» PROBLEM TO WORK ON
From the line containing "Please indicate the dark" through the last line of the data, return those lines exactly as written and nothing more.

» INFORMATION PROVIDED
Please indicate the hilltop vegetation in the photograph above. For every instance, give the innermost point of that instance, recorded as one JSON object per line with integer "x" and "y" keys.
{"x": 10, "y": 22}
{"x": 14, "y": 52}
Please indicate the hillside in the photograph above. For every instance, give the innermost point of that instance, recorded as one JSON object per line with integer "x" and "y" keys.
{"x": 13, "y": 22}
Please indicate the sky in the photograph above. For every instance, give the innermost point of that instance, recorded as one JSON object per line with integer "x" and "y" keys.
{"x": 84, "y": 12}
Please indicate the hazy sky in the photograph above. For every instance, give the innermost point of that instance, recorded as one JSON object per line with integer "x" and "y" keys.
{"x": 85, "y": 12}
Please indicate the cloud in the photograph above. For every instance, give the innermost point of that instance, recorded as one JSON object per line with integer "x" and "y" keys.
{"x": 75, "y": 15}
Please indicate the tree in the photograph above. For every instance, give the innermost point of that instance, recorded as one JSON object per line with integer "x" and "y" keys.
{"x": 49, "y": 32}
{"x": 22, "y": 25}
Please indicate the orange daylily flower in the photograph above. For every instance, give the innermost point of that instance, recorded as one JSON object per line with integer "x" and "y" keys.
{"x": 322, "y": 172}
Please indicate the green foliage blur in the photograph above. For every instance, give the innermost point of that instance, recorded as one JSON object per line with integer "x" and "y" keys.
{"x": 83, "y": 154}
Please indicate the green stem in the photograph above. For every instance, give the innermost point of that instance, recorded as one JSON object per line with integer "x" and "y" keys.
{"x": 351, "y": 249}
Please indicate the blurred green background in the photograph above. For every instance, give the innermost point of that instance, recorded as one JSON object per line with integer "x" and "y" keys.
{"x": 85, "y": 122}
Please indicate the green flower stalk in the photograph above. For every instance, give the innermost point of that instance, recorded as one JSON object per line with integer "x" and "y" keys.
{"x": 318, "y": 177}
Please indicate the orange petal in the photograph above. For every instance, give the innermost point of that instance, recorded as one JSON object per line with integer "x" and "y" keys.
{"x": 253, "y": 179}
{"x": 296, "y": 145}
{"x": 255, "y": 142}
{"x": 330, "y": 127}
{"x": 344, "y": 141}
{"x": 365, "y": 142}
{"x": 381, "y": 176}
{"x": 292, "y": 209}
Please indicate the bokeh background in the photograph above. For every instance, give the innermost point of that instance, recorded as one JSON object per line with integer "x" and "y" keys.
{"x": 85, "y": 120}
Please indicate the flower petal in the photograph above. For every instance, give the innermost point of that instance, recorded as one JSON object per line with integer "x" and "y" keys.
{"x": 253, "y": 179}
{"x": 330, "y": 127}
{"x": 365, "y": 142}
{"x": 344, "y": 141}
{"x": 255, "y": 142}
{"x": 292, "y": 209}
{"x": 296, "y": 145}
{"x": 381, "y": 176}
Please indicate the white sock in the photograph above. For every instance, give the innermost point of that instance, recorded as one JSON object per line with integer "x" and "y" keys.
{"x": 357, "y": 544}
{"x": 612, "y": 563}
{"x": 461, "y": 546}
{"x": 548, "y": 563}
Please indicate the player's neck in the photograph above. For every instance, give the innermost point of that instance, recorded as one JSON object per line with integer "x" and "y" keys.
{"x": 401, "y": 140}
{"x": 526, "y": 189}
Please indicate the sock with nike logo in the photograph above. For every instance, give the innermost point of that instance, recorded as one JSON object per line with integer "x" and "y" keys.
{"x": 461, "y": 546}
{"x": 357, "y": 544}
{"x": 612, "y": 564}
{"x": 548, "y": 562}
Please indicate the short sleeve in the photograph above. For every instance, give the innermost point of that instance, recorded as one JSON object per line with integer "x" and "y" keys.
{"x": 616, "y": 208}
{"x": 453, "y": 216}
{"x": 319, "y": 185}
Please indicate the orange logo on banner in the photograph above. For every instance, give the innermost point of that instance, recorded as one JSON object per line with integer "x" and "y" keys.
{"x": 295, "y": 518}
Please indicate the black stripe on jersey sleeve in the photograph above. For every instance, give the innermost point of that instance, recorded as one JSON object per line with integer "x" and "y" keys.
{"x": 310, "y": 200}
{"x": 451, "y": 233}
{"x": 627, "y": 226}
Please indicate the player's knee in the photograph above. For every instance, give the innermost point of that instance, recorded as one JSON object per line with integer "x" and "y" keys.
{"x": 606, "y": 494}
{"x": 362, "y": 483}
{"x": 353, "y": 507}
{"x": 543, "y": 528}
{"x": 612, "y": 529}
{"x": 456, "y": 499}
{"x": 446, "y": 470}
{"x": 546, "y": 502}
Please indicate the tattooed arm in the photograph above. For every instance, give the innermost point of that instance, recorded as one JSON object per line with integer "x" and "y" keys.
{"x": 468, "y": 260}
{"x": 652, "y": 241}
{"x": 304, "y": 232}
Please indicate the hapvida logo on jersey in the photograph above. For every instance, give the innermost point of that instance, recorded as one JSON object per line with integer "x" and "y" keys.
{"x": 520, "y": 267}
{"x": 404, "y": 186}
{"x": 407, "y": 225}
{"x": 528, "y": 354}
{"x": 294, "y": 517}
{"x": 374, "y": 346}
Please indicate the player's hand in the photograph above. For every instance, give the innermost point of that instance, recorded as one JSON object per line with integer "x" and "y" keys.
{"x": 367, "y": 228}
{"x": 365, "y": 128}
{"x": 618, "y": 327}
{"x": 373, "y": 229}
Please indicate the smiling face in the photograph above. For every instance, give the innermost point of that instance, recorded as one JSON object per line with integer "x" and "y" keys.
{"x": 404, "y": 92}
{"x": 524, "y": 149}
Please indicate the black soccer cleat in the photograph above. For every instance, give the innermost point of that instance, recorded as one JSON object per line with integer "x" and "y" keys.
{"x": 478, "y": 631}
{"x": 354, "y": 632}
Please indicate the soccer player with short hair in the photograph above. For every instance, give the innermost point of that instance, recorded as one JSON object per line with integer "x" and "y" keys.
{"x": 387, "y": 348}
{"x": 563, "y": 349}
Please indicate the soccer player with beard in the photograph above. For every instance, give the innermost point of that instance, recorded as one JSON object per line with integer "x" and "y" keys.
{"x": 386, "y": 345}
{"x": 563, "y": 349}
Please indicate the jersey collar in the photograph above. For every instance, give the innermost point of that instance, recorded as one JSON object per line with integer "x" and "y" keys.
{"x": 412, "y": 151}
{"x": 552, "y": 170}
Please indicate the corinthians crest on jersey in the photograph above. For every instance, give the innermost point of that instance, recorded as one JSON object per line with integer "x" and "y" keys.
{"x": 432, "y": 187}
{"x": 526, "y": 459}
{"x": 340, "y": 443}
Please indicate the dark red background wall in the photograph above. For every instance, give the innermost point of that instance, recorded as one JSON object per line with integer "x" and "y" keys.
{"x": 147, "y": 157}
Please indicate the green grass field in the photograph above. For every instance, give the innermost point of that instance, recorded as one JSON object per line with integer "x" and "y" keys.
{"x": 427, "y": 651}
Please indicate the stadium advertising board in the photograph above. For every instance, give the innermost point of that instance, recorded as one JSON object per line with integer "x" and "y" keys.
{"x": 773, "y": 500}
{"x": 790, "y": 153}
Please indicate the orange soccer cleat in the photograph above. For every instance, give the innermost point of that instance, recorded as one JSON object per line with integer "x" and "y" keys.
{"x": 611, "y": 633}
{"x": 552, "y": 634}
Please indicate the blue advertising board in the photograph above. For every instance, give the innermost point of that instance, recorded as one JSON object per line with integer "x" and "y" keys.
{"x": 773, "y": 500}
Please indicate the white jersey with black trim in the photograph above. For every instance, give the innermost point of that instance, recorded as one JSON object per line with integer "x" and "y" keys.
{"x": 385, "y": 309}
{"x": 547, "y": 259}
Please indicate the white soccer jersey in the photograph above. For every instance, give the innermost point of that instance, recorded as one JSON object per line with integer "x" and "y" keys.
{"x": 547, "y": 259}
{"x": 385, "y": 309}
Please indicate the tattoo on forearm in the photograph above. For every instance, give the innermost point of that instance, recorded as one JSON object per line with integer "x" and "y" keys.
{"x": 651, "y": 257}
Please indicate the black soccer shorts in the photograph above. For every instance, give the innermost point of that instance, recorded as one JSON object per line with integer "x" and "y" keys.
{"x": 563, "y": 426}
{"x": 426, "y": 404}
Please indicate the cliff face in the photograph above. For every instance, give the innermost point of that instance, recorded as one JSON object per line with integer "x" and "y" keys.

» COMPLETED EXERCISE
Please indicate the dark red background wall in the photograph above. For every instance, give the innermost point of that instance, recorded as one JSON object per line with integer "x" and "y" keys.
{"x": 147, "y": 157}
Please indicate the green grass field in the photograph above. For every instance, give the innermost point of that instance, recorded as one JSON object per line with integer "x" and "y" keys.
{"x": 427, "y": 651}
Please indicate the stadium advertising board in the photograph above. For every instance, give the innermost point of that instance, recorded as one JSON object per line with integer "x" and "y" keys.
{"x": 773, "y": 500}
{"x": 790, "y": 153}
Please indicate the orange soccer cleat in the photograph above. For every instance, give the innermost point of that instance, recorded as one JSON object per line with integer "x" and "y" keys.
{"x": 611, "y": 633}
{"x": 552, "y": 634}
Please indicate the blue advertising board in the photograph above. For every instance, give the innermost point of that instance, recorded as one JSON object per line with integer "x" and "y" keys.
{"x": 773, "y": 500}
Please indicate the white jersey with black trim in the photograph above. For every instance, give the innermost point of that instance, recorded as one JSON object per line with integer "x" and "y" keys.
{"x": 385, "y": 309}
{"x": 547, "y": 259}
Please indicate the white soccer jersey in the photograph above. For every instance, give the innermost point of that instance, recorded as one JSON object per line with integer "x" and "y" keys.
{"x": 547, "y": 259}
{"x": 385, "y": 309}
Please indicate the tattoo on forearm in the photograph above. For every instance, give the innermost point of that instance, recorded as one JSON object per line with integer "x" and "y" keys.
{"x": 651, "y": 257}
Please indicate the black soccer shorts in the photograph above. For every instance, give the innermost point of that instance, recorded as one JSON object per line with integer "x" and "y" keys.
{"x": 563, "y": 426}
{"x": 426, "y": 404}
Please indicate the cliff face in the photograph above. For every instance, give the innermost point of that instance, recorded as one JSON object per line with integer "x" and "y" keys.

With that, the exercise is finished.